[Saved entries]
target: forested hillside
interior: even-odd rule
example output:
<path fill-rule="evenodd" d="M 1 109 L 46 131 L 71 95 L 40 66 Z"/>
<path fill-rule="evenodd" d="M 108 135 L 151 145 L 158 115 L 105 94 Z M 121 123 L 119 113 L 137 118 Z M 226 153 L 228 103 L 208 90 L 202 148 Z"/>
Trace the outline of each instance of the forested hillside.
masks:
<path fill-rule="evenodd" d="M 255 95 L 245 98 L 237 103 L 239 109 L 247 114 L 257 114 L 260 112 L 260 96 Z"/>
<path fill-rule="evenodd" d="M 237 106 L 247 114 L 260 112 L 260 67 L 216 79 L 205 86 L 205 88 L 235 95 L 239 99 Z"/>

### [What you have to do]
Look for the string "forested" in the data above and return every line that has it.

### [Result]
target: forested hillside
Trace the outline of each instance of the forested hillside.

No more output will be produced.